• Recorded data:
● ● ●
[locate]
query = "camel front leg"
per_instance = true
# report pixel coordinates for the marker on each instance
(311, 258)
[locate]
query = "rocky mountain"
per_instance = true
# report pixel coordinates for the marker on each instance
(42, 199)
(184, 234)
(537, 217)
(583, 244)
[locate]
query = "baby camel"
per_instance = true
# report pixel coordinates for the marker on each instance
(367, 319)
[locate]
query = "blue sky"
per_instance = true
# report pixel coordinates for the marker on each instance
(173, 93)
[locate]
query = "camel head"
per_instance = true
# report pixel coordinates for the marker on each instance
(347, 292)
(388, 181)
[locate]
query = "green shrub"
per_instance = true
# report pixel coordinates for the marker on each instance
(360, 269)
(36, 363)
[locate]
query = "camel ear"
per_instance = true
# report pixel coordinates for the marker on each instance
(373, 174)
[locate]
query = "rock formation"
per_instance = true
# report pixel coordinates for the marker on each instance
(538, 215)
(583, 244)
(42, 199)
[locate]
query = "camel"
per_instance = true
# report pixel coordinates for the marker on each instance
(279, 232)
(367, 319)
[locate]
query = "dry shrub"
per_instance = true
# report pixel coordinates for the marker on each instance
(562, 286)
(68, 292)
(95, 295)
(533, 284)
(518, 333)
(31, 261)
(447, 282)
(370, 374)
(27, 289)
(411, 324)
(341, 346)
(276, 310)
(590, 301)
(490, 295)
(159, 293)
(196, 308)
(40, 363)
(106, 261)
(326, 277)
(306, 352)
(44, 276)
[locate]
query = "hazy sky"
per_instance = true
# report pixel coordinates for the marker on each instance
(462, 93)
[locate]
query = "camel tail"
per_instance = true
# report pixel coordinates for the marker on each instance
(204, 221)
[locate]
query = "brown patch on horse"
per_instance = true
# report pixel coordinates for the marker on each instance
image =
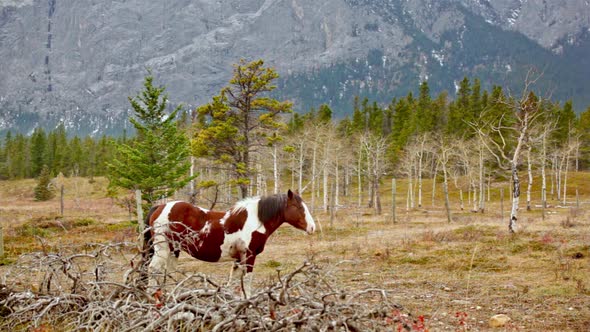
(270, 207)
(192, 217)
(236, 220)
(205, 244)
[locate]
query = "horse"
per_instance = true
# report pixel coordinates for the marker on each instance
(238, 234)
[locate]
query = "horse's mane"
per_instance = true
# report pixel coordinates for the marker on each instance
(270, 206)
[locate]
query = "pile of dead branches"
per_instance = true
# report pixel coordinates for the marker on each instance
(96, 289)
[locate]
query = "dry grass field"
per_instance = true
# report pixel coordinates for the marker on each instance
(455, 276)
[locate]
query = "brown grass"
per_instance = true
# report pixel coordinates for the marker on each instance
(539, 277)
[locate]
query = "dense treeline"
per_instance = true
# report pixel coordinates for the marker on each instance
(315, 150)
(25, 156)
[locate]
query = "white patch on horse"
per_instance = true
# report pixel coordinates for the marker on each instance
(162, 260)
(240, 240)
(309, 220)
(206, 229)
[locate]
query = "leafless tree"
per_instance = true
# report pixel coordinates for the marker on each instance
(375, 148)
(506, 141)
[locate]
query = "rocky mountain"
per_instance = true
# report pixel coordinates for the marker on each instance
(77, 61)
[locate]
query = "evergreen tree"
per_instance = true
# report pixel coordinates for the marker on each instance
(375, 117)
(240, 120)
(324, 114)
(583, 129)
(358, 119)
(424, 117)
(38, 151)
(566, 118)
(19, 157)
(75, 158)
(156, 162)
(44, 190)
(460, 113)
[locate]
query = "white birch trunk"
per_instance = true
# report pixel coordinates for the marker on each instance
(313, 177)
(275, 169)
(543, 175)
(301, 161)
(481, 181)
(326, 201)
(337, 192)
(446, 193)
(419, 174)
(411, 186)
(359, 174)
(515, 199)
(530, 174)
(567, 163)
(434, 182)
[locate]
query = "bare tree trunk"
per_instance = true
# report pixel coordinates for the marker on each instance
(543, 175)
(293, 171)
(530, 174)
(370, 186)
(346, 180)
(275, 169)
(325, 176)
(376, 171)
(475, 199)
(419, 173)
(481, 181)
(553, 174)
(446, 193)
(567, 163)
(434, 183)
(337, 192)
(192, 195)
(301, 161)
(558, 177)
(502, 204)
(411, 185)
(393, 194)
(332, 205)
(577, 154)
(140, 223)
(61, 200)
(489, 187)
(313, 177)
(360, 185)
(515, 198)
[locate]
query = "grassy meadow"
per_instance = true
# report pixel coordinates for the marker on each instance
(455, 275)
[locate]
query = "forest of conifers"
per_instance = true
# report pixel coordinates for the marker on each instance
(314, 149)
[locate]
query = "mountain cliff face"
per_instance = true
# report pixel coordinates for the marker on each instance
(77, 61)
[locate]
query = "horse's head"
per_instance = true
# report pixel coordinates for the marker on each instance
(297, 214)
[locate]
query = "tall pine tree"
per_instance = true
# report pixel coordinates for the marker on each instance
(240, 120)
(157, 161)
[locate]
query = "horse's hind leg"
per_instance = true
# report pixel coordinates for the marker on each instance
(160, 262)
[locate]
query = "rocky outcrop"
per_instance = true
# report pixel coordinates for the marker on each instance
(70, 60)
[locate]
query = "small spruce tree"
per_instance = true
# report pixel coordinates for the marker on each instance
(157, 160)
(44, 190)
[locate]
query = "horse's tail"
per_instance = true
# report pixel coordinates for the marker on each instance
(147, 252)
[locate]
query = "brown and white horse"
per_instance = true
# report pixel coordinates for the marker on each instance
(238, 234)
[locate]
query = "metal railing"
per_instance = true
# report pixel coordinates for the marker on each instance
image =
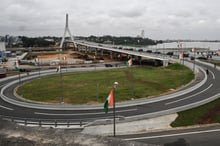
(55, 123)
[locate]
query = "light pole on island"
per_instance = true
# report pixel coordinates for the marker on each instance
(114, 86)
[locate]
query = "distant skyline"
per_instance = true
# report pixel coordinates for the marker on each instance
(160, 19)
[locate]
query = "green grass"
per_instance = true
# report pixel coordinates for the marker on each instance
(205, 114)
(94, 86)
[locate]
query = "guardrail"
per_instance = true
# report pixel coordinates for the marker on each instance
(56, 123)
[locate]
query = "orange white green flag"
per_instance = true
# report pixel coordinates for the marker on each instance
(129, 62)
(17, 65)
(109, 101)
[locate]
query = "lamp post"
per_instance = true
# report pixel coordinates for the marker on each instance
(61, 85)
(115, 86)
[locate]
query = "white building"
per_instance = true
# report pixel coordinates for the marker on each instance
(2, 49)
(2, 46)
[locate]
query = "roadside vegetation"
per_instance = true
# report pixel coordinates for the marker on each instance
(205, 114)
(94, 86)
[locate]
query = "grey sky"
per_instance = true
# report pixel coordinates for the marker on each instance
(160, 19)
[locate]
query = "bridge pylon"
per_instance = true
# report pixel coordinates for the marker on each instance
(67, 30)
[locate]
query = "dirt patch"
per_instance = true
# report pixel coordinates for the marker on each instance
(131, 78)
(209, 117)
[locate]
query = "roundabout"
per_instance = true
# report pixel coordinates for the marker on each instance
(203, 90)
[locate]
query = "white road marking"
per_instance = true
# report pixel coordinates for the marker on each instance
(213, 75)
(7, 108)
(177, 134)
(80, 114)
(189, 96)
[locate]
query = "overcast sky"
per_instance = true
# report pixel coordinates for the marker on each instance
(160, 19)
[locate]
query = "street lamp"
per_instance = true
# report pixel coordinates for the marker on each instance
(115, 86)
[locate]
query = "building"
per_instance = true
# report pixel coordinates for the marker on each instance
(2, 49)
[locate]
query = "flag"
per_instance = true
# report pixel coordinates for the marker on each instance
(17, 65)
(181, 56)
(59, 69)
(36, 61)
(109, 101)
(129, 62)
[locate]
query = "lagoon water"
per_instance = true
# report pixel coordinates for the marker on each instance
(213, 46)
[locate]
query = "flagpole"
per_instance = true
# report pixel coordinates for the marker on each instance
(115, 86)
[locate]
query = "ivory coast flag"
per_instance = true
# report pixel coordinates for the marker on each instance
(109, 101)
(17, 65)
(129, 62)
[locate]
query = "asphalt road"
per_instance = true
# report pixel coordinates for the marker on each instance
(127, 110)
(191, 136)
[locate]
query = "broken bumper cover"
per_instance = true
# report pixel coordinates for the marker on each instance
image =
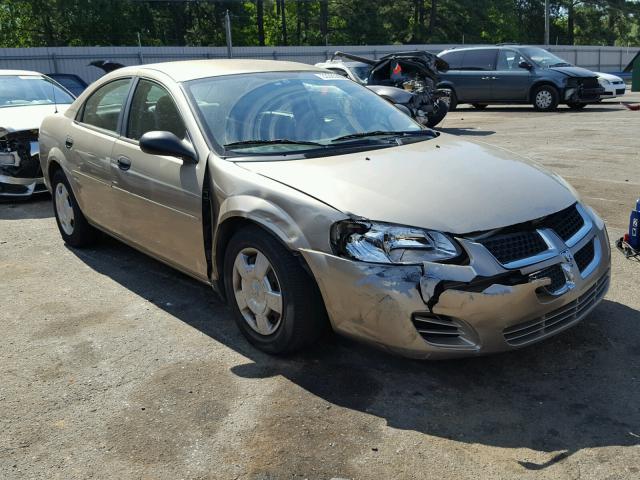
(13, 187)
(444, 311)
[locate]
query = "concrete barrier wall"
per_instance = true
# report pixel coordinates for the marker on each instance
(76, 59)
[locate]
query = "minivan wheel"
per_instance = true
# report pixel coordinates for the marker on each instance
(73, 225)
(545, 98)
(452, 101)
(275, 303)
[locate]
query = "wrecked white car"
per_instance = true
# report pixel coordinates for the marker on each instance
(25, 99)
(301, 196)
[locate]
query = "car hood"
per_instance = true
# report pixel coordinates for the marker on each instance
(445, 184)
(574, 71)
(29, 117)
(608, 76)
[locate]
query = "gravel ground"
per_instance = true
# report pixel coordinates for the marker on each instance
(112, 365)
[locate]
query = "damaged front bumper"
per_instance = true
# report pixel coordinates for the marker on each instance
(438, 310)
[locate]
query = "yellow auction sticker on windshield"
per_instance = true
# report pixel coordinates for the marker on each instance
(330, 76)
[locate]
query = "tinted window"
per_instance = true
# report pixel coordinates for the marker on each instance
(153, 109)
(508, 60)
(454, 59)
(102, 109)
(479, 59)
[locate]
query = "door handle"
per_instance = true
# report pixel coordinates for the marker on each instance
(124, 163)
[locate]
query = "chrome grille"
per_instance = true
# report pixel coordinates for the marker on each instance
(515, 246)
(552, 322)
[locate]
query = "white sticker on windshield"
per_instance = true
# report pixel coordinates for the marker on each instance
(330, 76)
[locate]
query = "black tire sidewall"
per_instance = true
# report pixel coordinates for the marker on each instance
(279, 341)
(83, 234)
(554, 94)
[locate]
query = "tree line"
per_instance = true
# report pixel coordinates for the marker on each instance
● ● ●
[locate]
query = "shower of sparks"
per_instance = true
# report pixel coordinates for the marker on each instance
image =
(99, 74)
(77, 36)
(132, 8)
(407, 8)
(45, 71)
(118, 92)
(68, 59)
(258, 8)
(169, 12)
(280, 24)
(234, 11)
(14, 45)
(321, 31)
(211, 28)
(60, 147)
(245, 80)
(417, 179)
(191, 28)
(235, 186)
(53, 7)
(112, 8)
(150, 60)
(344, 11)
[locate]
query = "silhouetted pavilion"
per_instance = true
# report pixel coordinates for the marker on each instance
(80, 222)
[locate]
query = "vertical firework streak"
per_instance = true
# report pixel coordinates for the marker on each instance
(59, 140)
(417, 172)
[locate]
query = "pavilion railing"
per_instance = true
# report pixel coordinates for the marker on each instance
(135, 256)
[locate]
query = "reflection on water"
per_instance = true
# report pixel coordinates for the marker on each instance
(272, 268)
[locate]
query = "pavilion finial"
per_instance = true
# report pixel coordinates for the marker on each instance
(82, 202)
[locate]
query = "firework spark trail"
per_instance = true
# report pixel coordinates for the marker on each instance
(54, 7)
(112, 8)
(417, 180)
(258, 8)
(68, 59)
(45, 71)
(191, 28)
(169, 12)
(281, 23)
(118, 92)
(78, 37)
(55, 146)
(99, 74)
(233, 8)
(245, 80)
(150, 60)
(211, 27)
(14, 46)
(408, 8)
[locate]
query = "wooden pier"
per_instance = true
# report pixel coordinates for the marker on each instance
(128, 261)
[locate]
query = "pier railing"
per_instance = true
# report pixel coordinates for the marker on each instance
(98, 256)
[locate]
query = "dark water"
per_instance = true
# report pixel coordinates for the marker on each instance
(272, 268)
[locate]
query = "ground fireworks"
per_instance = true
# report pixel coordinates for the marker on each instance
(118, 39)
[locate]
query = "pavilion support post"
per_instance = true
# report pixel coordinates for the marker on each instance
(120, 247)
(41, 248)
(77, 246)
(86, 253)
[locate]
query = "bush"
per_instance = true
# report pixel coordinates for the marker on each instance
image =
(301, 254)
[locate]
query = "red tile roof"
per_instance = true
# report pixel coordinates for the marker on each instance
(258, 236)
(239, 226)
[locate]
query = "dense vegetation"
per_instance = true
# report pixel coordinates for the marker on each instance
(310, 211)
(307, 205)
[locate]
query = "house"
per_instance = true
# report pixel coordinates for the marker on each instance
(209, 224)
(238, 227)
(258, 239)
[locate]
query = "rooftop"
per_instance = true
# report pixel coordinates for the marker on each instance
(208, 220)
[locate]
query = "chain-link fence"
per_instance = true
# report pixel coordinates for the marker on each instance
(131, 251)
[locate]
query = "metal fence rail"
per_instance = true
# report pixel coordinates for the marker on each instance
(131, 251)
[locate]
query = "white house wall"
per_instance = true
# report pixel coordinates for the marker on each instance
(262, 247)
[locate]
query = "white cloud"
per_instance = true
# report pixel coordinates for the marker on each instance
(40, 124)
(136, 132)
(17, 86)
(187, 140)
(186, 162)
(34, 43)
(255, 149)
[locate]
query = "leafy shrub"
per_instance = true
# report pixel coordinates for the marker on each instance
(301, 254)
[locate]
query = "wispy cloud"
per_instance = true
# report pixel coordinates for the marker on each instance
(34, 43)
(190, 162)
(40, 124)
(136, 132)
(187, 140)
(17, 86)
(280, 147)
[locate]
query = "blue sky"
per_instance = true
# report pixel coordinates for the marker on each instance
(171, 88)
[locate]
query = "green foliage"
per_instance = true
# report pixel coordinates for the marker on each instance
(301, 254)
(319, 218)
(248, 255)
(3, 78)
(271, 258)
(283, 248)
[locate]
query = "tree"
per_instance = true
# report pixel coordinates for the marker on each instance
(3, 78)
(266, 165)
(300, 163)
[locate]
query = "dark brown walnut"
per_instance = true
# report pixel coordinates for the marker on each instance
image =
● ● ●
• What you will do: Copy, from the data above, every line where the word "pier" appears.

• Answer:
query = "wooden pier"
query = "pier railing"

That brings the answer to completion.